Below are several records. Retype exactly those lines running from the one with "Target: jacket zipper" through the one with "Spot the collar", end lines included, and no others.
#####
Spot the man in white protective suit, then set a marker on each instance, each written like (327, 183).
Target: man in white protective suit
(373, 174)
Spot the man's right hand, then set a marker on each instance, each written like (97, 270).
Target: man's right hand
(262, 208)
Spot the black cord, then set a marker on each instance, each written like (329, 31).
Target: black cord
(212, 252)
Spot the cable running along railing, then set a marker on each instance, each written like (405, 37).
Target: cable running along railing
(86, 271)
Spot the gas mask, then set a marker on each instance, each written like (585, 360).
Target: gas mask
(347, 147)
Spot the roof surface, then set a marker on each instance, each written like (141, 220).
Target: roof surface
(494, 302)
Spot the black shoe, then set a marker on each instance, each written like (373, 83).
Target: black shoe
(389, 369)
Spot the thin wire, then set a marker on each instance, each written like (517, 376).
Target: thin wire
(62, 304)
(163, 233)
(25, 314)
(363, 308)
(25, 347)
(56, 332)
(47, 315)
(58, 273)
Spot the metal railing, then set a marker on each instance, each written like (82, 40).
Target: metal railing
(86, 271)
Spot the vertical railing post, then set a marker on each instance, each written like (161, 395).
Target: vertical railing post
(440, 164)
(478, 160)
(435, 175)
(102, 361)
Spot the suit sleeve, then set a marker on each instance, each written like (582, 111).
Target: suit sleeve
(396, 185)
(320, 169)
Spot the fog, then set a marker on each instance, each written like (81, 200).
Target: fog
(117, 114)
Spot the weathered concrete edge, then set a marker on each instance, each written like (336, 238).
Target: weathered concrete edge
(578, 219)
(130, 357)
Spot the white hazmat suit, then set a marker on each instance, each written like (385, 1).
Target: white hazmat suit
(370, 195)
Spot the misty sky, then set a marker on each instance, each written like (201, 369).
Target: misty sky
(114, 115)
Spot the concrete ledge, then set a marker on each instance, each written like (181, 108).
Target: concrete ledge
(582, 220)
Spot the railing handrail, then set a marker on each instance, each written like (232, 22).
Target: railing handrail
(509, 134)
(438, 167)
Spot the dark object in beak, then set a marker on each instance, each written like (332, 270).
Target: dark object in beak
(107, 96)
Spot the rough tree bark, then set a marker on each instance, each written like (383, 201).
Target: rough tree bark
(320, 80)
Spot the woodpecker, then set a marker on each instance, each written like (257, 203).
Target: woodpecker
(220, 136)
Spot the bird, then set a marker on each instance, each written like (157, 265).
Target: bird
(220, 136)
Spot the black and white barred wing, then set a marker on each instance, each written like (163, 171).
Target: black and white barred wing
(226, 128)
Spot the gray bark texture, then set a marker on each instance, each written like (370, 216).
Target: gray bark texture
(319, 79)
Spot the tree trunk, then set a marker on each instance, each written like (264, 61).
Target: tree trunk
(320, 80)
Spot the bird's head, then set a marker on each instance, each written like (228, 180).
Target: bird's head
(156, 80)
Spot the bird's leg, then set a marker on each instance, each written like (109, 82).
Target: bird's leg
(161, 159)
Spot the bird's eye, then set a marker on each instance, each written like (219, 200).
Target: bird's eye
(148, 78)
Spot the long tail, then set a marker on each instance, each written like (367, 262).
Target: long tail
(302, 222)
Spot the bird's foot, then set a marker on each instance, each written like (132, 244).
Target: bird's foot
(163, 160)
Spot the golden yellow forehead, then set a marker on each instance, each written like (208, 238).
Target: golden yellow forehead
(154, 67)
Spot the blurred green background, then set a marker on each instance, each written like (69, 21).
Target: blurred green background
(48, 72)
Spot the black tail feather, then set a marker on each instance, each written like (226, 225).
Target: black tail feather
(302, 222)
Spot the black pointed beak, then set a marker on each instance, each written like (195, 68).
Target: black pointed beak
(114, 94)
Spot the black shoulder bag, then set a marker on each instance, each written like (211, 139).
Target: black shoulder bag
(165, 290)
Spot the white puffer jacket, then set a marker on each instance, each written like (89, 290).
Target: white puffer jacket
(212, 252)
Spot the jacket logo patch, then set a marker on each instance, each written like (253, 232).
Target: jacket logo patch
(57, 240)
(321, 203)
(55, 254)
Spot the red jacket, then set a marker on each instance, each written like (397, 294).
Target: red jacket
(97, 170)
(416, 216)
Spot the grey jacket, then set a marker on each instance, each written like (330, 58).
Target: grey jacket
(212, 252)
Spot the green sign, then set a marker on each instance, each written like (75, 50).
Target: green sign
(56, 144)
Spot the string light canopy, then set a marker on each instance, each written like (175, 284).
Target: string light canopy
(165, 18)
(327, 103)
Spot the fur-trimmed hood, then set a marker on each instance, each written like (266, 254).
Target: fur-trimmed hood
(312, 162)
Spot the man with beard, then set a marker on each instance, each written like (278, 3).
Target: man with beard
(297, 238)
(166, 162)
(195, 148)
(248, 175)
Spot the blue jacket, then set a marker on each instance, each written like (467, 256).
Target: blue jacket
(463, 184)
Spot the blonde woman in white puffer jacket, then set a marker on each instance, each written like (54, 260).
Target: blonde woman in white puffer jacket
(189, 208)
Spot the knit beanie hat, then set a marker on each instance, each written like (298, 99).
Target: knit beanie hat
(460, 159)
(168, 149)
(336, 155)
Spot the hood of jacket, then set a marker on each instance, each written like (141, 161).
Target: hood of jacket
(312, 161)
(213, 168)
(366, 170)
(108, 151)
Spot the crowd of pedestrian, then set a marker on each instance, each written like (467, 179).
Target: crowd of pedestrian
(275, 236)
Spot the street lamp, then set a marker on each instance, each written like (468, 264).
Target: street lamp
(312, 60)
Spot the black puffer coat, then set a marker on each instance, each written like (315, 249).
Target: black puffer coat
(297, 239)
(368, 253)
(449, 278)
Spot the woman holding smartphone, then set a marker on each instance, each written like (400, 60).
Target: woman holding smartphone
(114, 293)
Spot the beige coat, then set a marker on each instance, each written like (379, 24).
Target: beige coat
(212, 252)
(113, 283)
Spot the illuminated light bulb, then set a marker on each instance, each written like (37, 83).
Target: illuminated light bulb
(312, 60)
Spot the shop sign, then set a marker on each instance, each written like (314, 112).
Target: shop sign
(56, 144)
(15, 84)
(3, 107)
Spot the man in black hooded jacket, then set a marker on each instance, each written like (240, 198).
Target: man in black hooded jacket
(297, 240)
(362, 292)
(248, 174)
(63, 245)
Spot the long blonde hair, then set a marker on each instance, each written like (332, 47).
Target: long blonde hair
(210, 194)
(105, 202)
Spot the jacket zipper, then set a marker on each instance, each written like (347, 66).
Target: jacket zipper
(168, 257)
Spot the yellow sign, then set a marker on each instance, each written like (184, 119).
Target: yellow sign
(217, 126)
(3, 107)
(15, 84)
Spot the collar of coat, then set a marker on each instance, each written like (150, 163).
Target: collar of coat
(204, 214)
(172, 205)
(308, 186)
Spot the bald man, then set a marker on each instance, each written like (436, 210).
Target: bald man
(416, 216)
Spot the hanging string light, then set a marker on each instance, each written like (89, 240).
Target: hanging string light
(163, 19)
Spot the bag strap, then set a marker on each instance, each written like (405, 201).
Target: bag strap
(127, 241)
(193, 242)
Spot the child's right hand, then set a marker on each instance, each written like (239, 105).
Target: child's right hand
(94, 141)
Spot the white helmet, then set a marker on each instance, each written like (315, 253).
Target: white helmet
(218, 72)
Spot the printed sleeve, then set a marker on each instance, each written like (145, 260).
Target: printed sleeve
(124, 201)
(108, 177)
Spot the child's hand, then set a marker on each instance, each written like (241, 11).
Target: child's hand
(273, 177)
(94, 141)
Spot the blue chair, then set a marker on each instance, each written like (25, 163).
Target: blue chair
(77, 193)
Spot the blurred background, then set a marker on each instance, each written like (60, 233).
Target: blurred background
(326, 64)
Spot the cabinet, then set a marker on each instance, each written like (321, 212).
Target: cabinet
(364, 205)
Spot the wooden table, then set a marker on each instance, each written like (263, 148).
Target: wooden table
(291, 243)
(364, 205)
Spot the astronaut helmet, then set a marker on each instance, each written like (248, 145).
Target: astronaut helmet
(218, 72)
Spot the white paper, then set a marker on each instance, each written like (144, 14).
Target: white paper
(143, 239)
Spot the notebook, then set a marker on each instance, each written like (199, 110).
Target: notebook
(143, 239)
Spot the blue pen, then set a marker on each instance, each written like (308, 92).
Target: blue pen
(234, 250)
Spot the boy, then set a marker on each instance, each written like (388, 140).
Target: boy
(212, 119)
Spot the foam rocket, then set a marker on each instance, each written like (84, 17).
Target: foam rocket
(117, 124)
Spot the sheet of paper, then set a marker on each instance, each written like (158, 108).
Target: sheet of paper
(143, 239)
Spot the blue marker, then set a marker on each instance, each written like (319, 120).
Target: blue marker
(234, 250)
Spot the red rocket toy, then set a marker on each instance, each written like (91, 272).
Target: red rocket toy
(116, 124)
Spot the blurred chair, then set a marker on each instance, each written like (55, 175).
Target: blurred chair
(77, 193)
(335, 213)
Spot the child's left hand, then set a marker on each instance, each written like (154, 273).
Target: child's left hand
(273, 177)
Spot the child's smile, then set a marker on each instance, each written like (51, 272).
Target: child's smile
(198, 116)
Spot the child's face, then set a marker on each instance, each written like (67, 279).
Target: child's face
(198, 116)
#####
-- SOLUTION --
Target: jacket zipper
(168, 257)
Spot the yellow sign, then set a marker on each instance, each written like (184, 119).
Target: yellow sign
(217, 126)
(3, 107)
(15, 84)
Spot the collar of coat, then set a marker on each instance, each written like (150, 163).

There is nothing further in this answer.